DOCUMENT TEXT =>
From ce60737fc562b6c39af772703fbb4f45a36d8fd7 Mon Sep 17 00:00:00 2001
From: Ettore Di Giacinto <mudler@localai.io>
Date: Sat, 20 Jun 2026 03:56:33 +0000
Subject: [PATCH] kernel(doc): dense scope resolved - two FP4 kernels (dense
 first, then grouped)

Benchmark confirms dense prefill 7.6-32x behind too, so the kernel track needs a
non-grouped FP4 dense GEMM (simpler, land first) + the MoE grouped GEMM. Both
share the e2m1 block-scaled collective; dense is grouped-with-one-group.

Assisted-by: Claude:opus-4.8 [Claude Code]
Signed-off-by: Ettore Di Giacinto <mudler@localai.io>
---
 .../llama-cpp/paged/FP4_GROUPED_MOE_KERNEL.md | 20 ++++++++++++-------
 1 file changed, 13 insertions(+), 7 deletions(-)

SUPPLIED ENTRIES =>
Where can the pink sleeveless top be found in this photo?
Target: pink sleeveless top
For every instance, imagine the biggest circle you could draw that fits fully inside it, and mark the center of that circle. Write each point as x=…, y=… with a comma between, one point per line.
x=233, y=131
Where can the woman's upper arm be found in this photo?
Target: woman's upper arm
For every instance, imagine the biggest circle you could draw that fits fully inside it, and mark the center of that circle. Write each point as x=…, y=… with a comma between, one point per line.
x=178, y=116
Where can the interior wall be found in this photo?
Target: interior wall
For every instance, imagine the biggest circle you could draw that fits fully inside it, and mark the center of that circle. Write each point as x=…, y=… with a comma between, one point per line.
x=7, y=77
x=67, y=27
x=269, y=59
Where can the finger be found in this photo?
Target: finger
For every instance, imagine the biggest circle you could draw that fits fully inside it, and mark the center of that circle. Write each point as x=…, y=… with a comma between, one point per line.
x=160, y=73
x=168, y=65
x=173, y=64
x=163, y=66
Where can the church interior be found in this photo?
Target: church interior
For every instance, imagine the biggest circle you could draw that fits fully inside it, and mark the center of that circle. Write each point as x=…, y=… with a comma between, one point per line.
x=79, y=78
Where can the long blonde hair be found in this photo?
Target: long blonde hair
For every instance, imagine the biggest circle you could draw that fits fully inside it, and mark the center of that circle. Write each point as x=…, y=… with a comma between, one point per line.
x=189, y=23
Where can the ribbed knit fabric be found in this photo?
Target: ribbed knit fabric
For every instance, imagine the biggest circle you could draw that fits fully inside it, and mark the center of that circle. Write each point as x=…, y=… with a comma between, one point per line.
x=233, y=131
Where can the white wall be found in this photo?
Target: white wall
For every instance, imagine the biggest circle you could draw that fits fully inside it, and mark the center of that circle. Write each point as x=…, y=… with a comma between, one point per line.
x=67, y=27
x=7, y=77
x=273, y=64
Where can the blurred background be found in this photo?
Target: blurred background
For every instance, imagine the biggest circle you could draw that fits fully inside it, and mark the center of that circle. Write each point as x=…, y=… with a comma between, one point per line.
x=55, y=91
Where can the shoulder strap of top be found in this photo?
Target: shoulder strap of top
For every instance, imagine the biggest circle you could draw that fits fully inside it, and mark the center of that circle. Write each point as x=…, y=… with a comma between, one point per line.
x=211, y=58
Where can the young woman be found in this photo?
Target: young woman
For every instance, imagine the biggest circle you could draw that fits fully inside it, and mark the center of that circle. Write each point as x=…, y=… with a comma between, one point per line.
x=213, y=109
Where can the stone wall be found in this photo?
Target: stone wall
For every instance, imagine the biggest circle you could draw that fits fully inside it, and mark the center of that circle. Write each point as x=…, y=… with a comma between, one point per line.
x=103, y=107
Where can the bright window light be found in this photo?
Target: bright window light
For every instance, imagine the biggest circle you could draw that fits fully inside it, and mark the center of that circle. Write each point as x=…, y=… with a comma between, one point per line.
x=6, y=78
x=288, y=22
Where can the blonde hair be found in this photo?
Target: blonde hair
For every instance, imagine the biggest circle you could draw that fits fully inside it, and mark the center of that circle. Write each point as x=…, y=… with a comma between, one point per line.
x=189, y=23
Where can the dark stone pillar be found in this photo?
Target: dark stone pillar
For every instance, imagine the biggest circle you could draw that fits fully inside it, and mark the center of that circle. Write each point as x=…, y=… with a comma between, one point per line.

PROBLEMS TO SOLVE =>
(a) Answer these questions about the patch:
(i) What email address is given for the patch author?
(ii) According to the benchmark, how far behind is dense prefill?
(iii) How many insertions and deletions does the patch make?
(b) Rewrite the patch from "Benchmark confirms dense" to "dense is grouped-with-one-group.", changing "e2m1" to "e4m3".
(c) According to the patch, why is a non-grouped FP4 dense GEMM needed, and why does it land first?
The records come from a different source than the patch.

SET OF ANSWERS =>
(a)
(i) mudler@localai.io
(ii) 7.6-32x
(iii) 13 insertions and 7 deletions

(b)
Benchmark confirms dense prefill 7.6-32x behind too, so the kernel track needs a
non-grouped FP4 dense GEMM (simpler, land first) + the MoE grouped GEMM. Both
share the e4m3 block-scaled collective; dense is grouped-with-one-group.

(c) It is needed because the benchmark confirms that dense prefill is also 7.6-32x behind. It lands first because it is the simpler of the two kernels.